:: Tekstfragment ::
..............................

Ik was drie maanden oud toen ik voor het eerst naar Italië op vakantie ging, en ik was een jaar of vijfentwintig toen ik besloot dat het wel heel gênant begon te worden dat mijn woordenschat in al die jaren nooit verder was gekomen dan een combinatie van "io" (ik), het hele werkwoord (zoals "vedere"), en een enkele Latijnse basiszin ("serpentem in horto").
Niet alleen bleek ik in de praktijk verdraaid weinig vaak een slang in de tuin tegen te komen (en bleek de noodzaak om deze informatie te delen in een Italiaans restaurant of supermarkt meestal niet zo groot), ook bleek het Latijn toch echt een heel stuk doder te zijn dan men mij op de middelbare school had voorgehouden. "Het is nét Italiaans!". Nou nee dus. Die Italianen snapten er geen barst van. "Pecunia? Waar heeft die Hollandse het over?"
Ik ging dus op talencursus in Italië. En besloot mezelf meteen in het diepe te gooien door dan gelijk ook maar drie weken lang onderdak te zoeken bij een Italiaanse hospita, Signora Borselli.

..............................

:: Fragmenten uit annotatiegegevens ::

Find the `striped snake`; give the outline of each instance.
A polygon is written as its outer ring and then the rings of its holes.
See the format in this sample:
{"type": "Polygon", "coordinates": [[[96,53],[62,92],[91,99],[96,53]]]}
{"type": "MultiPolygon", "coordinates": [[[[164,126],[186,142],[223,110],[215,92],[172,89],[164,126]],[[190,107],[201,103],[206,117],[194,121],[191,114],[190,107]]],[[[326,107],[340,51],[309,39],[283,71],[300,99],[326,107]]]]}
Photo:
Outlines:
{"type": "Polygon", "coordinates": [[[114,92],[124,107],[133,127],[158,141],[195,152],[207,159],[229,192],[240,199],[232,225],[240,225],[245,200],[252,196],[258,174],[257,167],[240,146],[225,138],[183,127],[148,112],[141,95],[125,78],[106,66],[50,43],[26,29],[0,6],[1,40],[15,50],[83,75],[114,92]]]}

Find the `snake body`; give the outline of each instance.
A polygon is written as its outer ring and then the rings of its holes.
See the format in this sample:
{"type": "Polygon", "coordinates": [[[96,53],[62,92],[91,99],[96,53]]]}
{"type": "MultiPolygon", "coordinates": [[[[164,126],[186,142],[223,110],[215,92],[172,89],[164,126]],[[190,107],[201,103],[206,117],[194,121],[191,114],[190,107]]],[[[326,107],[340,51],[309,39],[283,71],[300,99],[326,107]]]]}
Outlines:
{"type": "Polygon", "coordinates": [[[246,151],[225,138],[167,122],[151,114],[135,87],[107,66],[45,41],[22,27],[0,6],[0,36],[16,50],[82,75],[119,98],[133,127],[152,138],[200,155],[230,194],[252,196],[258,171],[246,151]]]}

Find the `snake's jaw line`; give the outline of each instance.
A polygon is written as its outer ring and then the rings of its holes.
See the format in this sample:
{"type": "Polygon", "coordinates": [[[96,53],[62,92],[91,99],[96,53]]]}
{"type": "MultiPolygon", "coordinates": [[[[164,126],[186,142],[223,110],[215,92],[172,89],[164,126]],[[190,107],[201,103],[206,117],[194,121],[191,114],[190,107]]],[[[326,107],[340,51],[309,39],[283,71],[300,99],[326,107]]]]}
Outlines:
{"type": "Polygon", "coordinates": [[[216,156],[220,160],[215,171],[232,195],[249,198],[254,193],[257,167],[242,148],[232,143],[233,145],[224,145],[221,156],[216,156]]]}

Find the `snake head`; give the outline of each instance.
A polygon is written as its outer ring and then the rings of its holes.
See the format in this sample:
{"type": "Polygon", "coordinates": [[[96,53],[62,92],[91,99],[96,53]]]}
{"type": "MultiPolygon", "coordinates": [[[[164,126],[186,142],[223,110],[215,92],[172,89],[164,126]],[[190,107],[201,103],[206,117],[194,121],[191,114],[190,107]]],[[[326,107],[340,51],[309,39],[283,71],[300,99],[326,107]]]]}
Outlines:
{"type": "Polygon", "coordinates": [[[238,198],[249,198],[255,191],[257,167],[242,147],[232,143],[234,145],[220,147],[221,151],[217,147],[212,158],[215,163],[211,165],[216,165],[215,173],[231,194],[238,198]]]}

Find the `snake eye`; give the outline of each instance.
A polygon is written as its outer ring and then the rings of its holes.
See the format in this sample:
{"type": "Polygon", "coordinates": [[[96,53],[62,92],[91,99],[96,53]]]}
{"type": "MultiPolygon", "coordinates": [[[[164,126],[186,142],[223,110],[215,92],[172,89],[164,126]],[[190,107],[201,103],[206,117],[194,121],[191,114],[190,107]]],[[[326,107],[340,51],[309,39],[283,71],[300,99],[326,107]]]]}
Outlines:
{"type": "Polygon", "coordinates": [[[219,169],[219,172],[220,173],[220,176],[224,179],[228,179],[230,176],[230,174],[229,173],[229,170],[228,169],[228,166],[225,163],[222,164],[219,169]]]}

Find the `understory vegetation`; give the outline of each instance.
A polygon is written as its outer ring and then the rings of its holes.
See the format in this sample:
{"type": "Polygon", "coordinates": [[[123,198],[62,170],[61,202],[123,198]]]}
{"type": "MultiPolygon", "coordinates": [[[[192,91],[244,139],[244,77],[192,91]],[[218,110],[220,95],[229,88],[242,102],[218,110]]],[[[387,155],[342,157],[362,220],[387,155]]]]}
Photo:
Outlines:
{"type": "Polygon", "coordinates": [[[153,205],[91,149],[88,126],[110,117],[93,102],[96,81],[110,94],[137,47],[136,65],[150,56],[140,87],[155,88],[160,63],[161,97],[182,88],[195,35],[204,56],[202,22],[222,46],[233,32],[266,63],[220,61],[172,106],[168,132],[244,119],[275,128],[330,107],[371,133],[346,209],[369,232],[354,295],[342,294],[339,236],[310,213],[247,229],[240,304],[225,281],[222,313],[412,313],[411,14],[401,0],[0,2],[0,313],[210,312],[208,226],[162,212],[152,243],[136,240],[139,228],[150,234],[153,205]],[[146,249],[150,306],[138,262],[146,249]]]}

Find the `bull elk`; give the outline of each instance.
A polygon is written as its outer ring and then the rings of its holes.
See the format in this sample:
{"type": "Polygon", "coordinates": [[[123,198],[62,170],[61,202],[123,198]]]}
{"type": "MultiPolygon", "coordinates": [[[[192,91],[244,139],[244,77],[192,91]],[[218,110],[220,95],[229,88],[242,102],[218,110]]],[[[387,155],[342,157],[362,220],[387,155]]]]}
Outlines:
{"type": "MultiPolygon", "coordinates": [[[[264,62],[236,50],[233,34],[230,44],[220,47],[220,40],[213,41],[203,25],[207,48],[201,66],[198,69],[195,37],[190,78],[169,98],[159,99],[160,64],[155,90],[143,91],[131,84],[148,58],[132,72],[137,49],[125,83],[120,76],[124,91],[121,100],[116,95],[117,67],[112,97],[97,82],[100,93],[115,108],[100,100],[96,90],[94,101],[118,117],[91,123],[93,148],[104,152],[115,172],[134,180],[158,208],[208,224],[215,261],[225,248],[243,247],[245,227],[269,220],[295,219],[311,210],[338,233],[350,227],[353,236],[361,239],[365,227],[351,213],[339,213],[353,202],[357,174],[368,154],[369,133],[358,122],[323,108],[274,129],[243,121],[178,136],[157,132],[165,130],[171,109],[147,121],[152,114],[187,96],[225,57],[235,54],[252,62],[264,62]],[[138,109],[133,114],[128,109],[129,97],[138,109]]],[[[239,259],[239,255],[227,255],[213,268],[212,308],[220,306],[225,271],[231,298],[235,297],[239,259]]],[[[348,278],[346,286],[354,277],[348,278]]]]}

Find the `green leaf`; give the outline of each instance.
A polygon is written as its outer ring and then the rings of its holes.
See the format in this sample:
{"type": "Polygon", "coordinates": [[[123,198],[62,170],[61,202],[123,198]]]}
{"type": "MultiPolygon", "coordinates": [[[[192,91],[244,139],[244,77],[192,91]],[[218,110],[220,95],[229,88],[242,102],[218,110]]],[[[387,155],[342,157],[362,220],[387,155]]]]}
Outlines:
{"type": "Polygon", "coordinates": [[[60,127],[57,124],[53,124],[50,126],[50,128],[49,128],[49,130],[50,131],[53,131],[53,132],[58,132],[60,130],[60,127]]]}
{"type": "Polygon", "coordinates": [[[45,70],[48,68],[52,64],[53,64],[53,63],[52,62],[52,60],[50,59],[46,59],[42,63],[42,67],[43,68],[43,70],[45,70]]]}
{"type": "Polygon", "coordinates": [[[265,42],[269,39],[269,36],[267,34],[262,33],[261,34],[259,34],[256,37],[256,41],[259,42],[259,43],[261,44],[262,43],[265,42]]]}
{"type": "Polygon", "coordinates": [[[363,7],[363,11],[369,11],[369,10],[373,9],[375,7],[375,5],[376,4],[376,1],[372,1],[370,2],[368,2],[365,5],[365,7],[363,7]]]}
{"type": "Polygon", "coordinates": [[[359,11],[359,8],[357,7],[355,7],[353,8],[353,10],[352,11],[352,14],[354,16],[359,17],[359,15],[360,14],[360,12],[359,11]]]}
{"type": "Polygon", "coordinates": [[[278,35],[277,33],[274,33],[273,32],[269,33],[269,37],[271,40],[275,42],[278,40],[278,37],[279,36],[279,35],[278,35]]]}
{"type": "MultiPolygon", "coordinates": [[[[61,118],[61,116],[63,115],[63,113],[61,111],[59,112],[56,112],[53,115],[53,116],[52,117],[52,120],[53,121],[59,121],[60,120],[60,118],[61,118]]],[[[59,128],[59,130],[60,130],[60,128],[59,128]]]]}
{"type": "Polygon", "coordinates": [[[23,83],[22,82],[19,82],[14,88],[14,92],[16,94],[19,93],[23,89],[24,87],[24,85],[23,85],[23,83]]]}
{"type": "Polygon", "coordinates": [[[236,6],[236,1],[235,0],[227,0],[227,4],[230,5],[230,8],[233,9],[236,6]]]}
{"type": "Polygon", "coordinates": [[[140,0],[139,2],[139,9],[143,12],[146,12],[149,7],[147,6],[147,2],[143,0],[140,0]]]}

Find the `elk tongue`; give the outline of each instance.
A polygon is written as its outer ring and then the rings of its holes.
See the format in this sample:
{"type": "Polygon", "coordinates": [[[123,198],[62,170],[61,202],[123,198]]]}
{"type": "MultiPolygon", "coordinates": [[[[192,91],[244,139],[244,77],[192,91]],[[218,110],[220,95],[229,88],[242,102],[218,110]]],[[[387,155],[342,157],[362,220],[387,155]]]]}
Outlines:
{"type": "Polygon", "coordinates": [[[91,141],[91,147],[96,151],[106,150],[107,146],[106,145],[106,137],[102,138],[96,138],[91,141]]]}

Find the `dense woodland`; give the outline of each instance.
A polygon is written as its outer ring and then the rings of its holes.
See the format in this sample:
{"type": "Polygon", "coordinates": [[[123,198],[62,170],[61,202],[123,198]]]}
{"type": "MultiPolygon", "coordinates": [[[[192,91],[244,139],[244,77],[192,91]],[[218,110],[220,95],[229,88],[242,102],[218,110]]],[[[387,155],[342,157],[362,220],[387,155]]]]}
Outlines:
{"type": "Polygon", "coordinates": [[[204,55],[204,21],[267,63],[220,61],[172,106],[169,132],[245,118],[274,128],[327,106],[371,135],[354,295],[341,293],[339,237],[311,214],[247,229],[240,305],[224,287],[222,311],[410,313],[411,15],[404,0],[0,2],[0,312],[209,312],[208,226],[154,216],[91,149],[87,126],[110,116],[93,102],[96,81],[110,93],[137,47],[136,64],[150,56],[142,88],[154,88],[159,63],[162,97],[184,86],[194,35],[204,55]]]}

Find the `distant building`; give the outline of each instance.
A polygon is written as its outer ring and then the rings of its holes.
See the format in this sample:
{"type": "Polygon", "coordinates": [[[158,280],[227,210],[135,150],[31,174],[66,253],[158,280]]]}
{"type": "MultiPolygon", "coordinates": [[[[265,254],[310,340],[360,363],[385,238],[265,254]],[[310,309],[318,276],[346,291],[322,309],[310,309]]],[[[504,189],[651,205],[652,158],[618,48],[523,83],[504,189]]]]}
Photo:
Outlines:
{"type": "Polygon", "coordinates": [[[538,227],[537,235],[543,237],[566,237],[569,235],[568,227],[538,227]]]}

..............................

:: Vereiste handelingen ::
1. Kun je de tekst over het leren van Italiaans in twee zinnen samenvatten?
2. Kun je de tekst over het leren van Italiaans voortzetten na de zin over Signora Borselli?

:: Antwoorden per opdracht ::
1. De verteller ging al op drie maanden oud naar Italië op vakantie, maar vond het rond het vijfentwintigste jaar gênant dat de woordenschat niet verder reikte dan "io", een heel werkwoord en een Latijnse zin, die Italianen niet bleken te begrijpen. Daarom ging de verteller op talencursus in Italië en zocht drie weken onderdak bij een Italiaanse hospita, Signora Borselli.

2.
Signora Borselli was een dame op leeftijd en bekeek het leven standaard door een grote zonnebril met gekleurde glazen die Sofia Loren niet zou misstaan. Ze woonde buiten het stadscentrum van Florence en zag het als haar grootste taak om mij drie weken lang te pamperen als een echte Italiaanse mamma: een heel lief voornemen dat helaas niet helemaal overeenkwam met mijn plannen. Ik had namelijk helemaal niet de intentie om elke maaltijd van de dag samen met haar in haar donkere appartement te nuttigen. Ik wilde zeker wel met haar babbelen. Maar ik moest ook lessen volgen. Ik wilde vrienden maken. Ik wilde Florence ontdekken!
Signora Borselli deed haar uiterste best om mij het zo veel mogelijk naar mijn zin te maken en mij te voorzien van haar gezelschap. En ik probeerde zo veel als mogelijk te schipperen tussen mijn schuldgevoel, aangeleerde beleefdheden, en mijn verlangen naar het grootse Italiaanse avontuur dat zich gegarandeerd buiten de deuren van haar palazzo afspeelde.
De balans vond ik uiteindelijk in het samen nuttigen van het dagelijks ontbijt en in een enkele gezamenlijke avondmaaltijd. Maar dit was veel minder dan Signora Borselli bij aanvang van mijn verblijf voor haarzelf voor ogen had gehad. Want hoe kon zij nu echt goed voor mij zorgen als ik de hele dag de hort op was? En bovendien.... het ontbijt? Als er volgens de Italianen een nutteloze maaltijd op de dag is, dan is het wel .... Inderdaad.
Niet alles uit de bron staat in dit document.